[Saved data entries]
┌────────
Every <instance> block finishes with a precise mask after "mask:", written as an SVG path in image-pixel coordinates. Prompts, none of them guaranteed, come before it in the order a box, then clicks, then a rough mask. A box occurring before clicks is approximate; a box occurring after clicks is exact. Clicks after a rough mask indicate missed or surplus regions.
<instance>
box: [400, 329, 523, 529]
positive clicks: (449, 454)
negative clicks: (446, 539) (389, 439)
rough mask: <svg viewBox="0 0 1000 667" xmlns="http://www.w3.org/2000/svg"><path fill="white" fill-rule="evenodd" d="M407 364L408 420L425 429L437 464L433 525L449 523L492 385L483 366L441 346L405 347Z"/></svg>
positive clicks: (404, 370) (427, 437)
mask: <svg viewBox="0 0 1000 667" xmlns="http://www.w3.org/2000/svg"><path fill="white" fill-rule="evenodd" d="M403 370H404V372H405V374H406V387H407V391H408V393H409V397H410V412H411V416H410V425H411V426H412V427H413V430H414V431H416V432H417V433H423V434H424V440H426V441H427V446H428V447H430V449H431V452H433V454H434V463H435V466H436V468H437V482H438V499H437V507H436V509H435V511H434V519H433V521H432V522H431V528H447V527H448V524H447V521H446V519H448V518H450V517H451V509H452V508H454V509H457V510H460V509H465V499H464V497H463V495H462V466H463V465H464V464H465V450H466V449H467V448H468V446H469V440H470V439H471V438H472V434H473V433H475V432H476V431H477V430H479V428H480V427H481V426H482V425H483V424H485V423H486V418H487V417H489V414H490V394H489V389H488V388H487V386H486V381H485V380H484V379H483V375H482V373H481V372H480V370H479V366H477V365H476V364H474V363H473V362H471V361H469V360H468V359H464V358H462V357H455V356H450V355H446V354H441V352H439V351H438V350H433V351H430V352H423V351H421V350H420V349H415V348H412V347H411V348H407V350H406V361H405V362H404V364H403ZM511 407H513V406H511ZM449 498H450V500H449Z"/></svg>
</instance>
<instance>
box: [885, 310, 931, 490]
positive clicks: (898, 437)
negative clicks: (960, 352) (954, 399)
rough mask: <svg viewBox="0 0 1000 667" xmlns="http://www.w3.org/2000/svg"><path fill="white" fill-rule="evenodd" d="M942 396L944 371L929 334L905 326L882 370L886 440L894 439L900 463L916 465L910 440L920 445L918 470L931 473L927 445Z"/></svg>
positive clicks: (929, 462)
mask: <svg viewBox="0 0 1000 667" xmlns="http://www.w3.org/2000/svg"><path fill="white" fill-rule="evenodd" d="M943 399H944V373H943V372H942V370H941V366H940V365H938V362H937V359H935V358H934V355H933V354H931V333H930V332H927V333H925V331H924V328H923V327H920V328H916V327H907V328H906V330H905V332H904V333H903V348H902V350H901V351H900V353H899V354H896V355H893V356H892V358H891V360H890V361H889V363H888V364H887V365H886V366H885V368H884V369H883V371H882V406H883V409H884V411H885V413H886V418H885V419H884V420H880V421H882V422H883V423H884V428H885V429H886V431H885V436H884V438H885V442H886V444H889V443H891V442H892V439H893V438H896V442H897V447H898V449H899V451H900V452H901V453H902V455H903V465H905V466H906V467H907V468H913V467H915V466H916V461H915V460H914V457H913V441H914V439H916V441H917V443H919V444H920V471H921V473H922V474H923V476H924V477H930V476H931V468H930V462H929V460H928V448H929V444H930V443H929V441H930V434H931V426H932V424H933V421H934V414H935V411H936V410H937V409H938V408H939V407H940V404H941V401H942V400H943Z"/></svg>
└────────
## ABOUT THIS EXERCISE
What lines of the data include the word "instance"? Copy each of them.

## SOLVED EXERCISE
Every <instance> block finishes with a precise mask after "mask:", written as an SVG path in image-pixel coordinates. Prompts, none of them guaranteed, come before it in the order a box, then clicks, then a rough mask. A box occurring before clicks is approximate; a box occurring after clicks is exact. Clicks after a rough mask indicate missed or surplus regions.
<instance>
</instance>
<instance>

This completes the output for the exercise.